GOAL OF THE EXERCISE: Line by line, the entries below are to be reproduced unaltered.

Segment Start: MATERIAL SUPPLIED

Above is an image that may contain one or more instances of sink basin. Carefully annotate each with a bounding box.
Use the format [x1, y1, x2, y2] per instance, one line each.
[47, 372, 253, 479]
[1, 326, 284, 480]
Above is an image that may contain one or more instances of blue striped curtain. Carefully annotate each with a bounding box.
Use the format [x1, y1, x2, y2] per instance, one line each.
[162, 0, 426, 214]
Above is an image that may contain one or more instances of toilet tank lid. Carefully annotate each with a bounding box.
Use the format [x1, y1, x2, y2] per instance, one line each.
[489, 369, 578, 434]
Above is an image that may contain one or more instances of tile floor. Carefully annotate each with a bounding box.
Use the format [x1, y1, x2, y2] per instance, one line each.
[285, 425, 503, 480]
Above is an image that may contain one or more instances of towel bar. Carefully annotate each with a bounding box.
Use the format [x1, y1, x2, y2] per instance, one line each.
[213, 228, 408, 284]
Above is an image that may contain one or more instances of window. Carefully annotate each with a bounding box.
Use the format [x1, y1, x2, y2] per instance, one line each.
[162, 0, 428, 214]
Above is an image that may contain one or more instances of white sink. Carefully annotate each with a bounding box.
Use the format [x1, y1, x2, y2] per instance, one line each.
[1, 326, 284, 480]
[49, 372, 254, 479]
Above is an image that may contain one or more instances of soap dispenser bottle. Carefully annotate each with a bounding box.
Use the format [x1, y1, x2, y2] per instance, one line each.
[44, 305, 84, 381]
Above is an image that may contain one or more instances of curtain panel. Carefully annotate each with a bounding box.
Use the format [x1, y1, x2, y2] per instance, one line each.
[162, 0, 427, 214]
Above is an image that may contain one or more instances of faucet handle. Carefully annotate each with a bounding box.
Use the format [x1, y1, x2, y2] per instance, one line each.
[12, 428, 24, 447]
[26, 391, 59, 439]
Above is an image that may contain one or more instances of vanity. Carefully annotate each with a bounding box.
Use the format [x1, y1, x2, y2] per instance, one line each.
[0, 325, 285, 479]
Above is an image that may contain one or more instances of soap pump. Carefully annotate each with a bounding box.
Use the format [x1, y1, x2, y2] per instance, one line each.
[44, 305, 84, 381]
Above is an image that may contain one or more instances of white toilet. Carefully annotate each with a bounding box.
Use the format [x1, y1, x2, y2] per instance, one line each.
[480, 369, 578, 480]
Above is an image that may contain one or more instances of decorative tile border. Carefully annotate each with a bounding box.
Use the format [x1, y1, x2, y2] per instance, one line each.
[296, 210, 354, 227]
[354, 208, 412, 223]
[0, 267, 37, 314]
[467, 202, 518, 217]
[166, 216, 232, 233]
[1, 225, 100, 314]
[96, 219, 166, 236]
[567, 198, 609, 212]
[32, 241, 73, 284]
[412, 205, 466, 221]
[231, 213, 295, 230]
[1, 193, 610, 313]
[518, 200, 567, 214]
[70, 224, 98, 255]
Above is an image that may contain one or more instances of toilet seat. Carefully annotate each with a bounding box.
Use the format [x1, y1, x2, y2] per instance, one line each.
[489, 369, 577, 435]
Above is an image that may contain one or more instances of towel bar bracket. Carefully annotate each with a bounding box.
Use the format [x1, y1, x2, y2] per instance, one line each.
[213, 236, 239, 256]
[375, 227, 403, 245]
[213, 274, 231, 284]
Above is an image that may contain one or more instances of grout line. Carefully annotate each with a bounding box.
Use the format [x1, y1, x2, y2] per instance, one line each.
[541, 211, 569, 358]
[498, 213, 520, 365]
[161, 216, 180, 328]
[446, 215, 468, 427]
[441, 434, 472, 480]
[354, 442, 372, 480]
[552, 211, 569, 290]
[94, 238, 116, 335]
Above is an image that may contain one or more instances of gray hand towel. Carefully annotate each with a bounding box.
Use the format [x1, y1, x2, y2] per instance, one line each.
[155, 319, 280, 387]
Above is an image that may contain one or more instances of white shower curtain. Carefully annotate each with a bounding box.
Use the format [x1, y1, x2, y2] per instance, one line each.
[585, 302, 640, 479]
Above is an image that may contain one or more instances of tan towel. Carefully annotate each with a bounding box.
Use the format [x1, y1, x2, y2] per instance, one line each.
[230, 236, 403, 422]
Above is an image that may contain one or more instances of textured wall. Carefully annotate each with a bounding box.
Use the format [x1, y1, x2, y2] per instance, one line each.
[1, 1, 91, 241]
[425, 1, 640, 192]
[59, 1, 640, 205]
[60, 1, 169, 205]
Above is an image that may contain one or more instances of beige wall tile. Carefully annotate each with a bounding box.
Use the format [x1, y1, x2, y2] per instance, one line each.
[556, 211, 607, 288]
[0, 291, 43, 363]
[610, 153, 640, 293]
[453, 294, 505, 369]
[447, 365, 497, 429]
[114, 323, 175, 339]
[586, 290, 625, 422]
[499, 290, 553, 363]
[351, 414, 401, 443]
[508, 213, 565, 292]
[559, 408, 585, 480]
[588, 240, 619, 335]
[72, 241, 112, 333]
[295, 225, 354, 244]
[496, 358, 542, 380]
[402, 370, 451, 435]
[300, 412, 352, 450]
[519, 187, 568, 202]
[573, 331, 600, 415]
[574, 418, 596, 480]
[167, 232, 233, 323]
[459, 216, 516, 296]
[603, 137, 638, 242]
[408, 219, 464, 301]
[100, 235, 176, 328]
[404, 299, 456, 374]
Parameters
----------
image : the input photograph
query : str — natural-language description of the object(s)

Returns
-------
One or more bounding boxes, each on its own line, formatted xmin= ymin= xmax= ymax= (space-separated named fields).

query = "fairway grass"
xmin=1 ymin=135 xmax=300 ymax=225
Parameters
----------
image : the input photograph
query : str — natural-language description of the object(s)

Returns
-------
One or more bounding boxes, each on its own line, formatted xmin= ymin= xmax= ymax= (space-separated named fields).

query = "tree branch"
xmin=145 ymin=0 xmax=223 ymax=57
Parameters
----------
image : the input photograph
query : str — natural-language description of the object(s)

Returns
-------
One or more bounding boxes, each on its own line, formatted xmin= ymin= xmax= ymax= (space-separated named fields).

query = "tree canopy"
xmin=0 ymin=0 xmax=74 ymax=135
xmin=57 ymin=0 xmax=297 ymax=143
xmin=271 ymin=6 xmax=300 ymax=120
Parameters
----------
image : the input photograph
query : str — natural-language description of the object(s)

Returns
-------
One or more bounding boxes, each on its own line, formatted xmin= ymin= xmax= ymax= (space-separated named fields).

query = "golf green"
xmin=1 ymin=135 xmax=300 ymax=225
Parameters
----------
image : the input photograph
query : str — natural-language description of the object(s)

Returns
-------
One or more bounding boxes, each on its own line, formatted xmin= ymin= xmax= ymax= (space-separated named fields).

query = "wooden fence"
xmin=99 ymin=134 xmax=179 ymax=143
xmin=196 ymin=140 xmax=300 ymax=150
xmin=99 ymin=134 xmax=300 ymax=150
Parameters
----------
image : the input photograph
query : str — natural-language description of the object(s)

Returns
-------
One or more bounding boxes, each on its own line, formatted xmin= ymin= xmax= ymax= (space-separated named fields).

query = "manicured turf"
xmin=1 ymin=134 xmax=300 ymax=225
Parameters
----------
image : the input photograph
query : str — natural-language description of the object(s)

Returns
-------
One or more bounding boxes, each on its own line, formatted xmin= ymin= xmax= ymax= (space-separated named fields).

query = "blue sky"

Segment End: MATERIAL SUPPLIED

TASK RESULT:
Above is an image that may contain one or more instances of sink basin. Carefully annotate each with a bounding box.
Use the format [x1, y1, x2, y2] per instance, one line each.
[47, 372, 253, 479]
[1, 326, 284, 480]
Above is an image that may contain one or more instances of blue striped curtain. Carefully annotate each with a bounding box.
Use the format [x1, y1, x2, y2] per instance, one line each.
[162, 0, 426, 214]
Above is an image that may contain one or more instances of toilet tank lid. Carefully annotate each with a bounding box.
Use the format [x1, y1, x2, y2] per instance, one line each.
[489, 369, 578, 434]
Above is an image that may contain one or more instances of tile floor. Carefully annotate each with a bounding box.
Use the format [x1, y1, x2, y2] per instance, one line each.
[285, 425, 503, 480]
Above is an image that may contain one or more instances of towel bar. Carefully annotate each with a bounding box.
Use the format [x1, y1, x2, y2] per instance, one line each.
[213, 228, 408, 284]
Above is an image that may contain one or more instances of window. Carefully annotate each with a bounding box.
Use the format [x1, y1, x2, y2] per instance, one line each.
[162, 0, 428, 214]
Above is an image that may contain one or more instances of white sink. Carefully annotate each with a bounding box.
Use the format [x1, y1, x2, y2] per instance, one line each.
[1, 326, 284, 480]
[49, 372, 254, 479]
Above is an image that may contain one or more instances of soap dispenser bottle. Carefully annotate each with a bounding box.
Use the format [x1, y1, x2, y2] per instance, one line each.
[44, 305, 84, 381]
Above is an image that may contain one or more instances of curtain panel. Carefully annotate each with a bounding box.
Use the format [x1, y1, x2, y2] per instance, one line each.
[162, 0, 427, 214]
Above is an image that may contain one or more instances of faucet handle. Carefully annotate each with a bounding box.
Use the format [x1, y1, x2, y2] per instance, one line each.
[12, 428, 24, 447]
[26, 391, 59, 439]
Above is an image that may contain one or more instances of vanity. Carefully annotate each with a bounding box.
Use the format [x1, y1, x2, y2] per instance, one line each.
[0, 325, 285, 479]
Above is an image that may contain one or more instances of soap pump. Carefully annotate each with a bounding box.
Use the format [x1, y1, x2, y2] per instance, one line each.
[44, 305, 84, 381]
Above is an image that may contain one or more instances of white toilet. Carefully annotate each with a bounding box.
Use the format [x1, y1, x2, y2] per instance, one line each.
[480, 369, 578, 480]
Above is an image that may contain one or more instances of decorative tile border. Carefully annotate each with a bounding box.
Use the format [x1, y1, x2, y2] per instance, one line each.
[296, 210, 354, 227]
[354, 208, 412, 223]
[0, 267, 37, 314]
[467, 202, 518, 217]
[166, 216, 232, 233]
[1, 225, 100, 314]
[96, 219, 166, 236]
[567, 198, 609, 212]
[32, 241, 73, 284]
[412, 205, 466, 221]
[231, 213, 295, 230]
[1, 193, 610, 313]
[518, 200, 567, 214]
[70, 224, 98, 255]
Above is an image that may contain one or more instances of toilet seat. Carefully annotate each with a bounding box.
Use the format [x1, y1, x2, y2] per instance, one line each.
[489, 369, 577, 435]
Above is an image that may contain one or more instances of towel bar bracket. Carefully annotate each with a bounding box.
Use the format [x1, y1, x2, y2] per instance, one line each.
[213, 236, 239, 256]
[375, 227, 403, 245]
[213, 274, 231, 284]
Above is an image that may contain one or more instances of grout line. Carefully annotate each with a bounding box.
Use the format [x1, y1, x2, y2] per instance, one line each.
[541, 211, 569, 358]
[498, 213, 520, 365]
[161, 216, 180, 328]
[446, 215, 468, 427]
[441, 434, 472, 480]
[354, 442, 372, 480]
[552, 211, 569, 290]
[94, 238, 116, 335]
Above is an image that may contain one or more instances of gray hand towel. Carefully annotate each with a bounding box.
Use the format [x1, y1, x2, y2] per instance, one line each.
[155, 319, 280, 387]
Above is an image that may contain one or more instances of white shower curtain. Carefully annotate each with a bounding box.
Use the format [x1, y1, x2, y2] per instance, one line each.
[585, 302, 640, 479]
Above is an image that may contain one or more instances of tan towel. Carefully annotate each with a bounding box.
Use the format [x1, y1, x2, y2] per instance, one line each.
[230, 236, 403, 422]
Above is an image that may contain one or more instances of textured wall. Carefully annotate each with a bounding box.
Use the format [x1, y1, x2, y2] per instance, one line each.
[1, 1, 91, 241]
[425, 1, 640, 192]
[59, 1, 640, 205]
[60, 1, 169, 205]
Above is an image that may contain one or more instances of beige wall tile. Carefully annotate each with a bounding box.
Use the format [x1, y1, x2, y2] per instance, one line each.
[556, 211, 607, 288]
[0, 291, 43, 363]
[610, 153, 640, 293]
[453, 294, 505, 369]
[447, 365, 497, 429]
[114, 323, 175, 339]
[586, 290, 625, 422]
[499, 290, 553, 363]
[351, 414, 401, 443]
[508, 213, 565, 292]
[559, 408, 585, 480]
[588, 240, 619, 335]
[72, 241, 112, 333]
[295, 225, 354, 244]
[496, 358, 542, 380]
[402, 370, 451, 435]
[300, 412, 352, 450]
[519, 187, 568, 202]
[573, 331, 600, 415]
[574, 418, 596, 480]
[167, 232, 233, 323]
[459, 216, 516, 296]
[603, 137, 638, 242]
[408, 219, 464, 301]
[100, 235, 176, 328]
[404, 299, 456, 374]
Parameters
----------
image : the input photograph
query : str — natural-language description of the object(s)

Returns
-------
One or more bounding boxes, each on its own line, formatted xmin= ymin= xmax= ymax= (space-separated named fields).

query = "fairway grass"
xmin=1 ymin=135 xmax=300 ymax=225
Parameters
----------
image : the input photograph
query : str — natural-language description of the object(s)

Returns
-------
One or more bounding boxes, each on its own line, formatted xmin= ymin= xmax= ymax= (space-separated named fields).

query = "tree branch"
xmin=145 ymin=0 xmax=223 ymax=57
Parameters
----------
image : the input photograph
query : str — natural-language description of the object(s)

Returns
-------
One or more bounding boxes, each on its own line, formatted xmin= ymin= xmax= ymax= (space-separated named fields).

query = "tree canopy"
xmin=0 ymin=0 xmax=74 ymax=135
xmin=57 ymin=0 xmax=297 ymax=143
xmin=271 ymin=6 xmax=300 ymax=120
Parameters
----------
image : the input photograph
query : str — natural-language description of the object(s)

Returns
-------
One or more bounding boxes, each on its own line, formatted xmin= ymin= xmax= ymax= (space-separated named fields).

query = "golf green"
xmin=1 ymin=135 xmax=300 ymax=225
Parameters
----------
image : the input photograph
query : str — natural-language description of the object(s)

Returns
-------
One or more bounding boxes, each on its own line, formatted xmin= ymin= xmax= ymax= (space-separated named fields).

query = "wooden fence"
xmin=99 ymin=134 xmax=179 ymax=143
xmin=196 ymin=140 xmax=300 ymax=150
xmin=99 ymin=134 xmax=300 ymax=150
Parameters
----------
image : the input photograph
query : str — natural-language description of the object(s)

Returns
-------
One or more bounding boxes, each on its own line, formatted xmin= ymin= xmax= ymax= (space-separated named fields).

query = "manicured turf"
xmin=1 ymin=134 xmax=300 ymax=225
Parameters
----------
image : the input photograph
query : str — natural-language description of the object(s)

Returns
-------
One or more bounding boxes, each on its own line, formatted xmin= ymin= xmax= ymax= (space-separated named fields).

query = "blue sky"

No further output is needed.